- Objectif
Prolongez, s'il vous plaît, l'extrait ci-dessous sur le tour du monde que prépare Tibo Streicher, en reprenant après sa dernière phrase.

===== Extrait du document =====

Deux ans pour parcourir, seul, les cinq continents. « Mais s'il faut trois ans, ce sera trois ans... » Le temps ne lui manque pas. A 25 ans, Tibo Streicher peut encore se permettre quelques souplesses de calendrier. Il ne sait d'ailleurs pas encore très bien s'il partira en mars ou en avril. Et s'il attaquera son tour du monde par l'Afrique ou par l'Asie. Une chose est assurée : il partira. Barbe et chevelure de pâtre grec, Tibo Streicher a la tête de celui qui, après s'être un peu lassé de la vie trépidante de la ville, a choisi l'isolement dans un village des Cévennes. Non pas pour y faire pousser des chèvres dans un lointain remake du retour à la nature post-soixante-huitard, mais pour y poursuivre ses recherches picturales. « Là-bas, tu n'as pas le choix : tu bosses... », dit-il, en évoquant ses années strasbourgeoises « où il ne se passait pas deux soirs sans que j'aille au ciné, au théâtre ou au concert ».

===== Lignes enregistrées =====

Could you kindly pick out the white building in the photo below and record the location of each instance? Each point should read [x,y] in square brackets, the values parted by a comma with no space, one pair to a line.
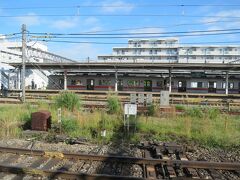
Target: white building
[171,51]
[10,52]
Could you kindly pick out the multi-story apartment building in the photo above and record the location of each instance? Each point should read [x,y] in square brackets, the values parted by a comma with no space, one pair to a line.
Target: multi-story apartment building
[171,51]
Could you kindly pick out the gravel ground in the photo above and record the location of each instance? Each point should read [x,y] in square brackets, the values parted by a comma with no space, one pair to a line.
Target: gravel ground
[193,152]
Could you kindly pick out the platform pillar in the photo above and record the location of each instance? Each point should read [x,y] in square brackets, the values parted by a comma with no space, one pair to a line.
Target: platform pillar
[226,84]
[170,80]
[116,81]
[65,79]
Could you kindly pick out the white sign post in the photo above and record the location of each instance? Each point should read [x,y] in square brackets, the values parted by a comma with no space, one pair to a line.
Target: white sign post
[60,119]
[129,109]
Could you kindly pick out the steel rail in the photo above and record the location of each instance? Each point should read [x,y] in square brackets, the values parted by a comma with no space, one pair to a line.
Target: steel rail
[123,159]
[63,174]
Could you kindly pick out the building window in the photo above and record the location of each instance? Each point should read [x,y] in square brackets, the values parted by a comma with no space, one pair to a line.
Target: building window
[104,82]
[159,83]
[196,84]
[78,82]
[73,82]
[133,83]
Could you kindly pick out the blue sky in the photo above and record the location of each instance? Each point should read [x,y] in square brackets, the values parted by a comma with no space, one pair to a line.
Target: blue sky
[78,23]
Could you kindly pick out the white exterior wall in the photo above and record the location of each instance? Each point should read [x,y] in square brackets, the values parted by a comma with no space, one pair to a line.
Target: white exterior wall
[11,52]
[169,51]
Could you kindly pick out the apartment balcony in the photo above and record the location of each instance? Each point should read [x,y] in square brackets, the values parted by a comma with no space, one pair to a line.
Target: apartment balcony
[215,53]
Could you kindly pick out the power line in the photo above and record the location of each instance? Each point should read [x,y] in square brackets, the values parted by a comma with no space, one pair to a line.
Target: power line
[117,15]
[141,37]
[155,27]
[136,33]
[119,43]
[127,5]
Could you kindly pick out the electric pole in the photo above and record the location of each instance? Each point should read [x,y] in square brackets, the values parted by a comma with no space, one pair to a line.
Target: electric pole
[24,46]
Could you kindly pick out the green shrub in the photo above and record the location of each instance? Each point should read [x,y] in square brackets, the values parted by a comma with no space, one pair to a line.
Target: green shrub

=====

- Bonne réponse
Et puis l'isolement est relatif. Sa maison se trouve intégrée au site du Centre artistique Roy Hart.« C'est très cosmopolite. Des gens viennent du monde entier pour animer ou suivre des stages sur la voix. Tout en étant dans mon trou, j'ai une ouverture sur l'extérieur. »
Une trajectoire longtemps marquée par l'incertitude, quant au cap à suivre. Originaire de Lapoutroie, Tibo débarque à Strasbourg à 18 ans, réussit le concours d'entrée aux Arts Décoratifs, mais quitte l'école au bout de six mois. « Je ne savais pas encore bien ce que je voulais faire. Le théâtre, le chant, la scène d'une façon générale, m'attiraient beaucoup. Mais la peinture aussi... »

C'est finalement la logique économique qui l'a porté à privilégier la peinture : « J'ai montré mon travail dans des foires, puis en galeries. Il me permet de vivre. Depuis, quelques collectionneurs me suivent, à Paris, Strasbourg, Reims, Bordeaux... » Le suivent ? Au sens propre et figuré. Une cinquantaine d'entre eux ont accepté de financer partiellement son tour du monde. Rien de faramineux : contre 240 € chacun, - somme pouvant être mensualisée à 10 € par mois -, ils recevront, « du bout du monde », dix oeuvres originales. « Des dessins, des aquarelles, des montages photos, ce que je pourrai faire sur place, en fonction des moyens, de l'humeur du moment. »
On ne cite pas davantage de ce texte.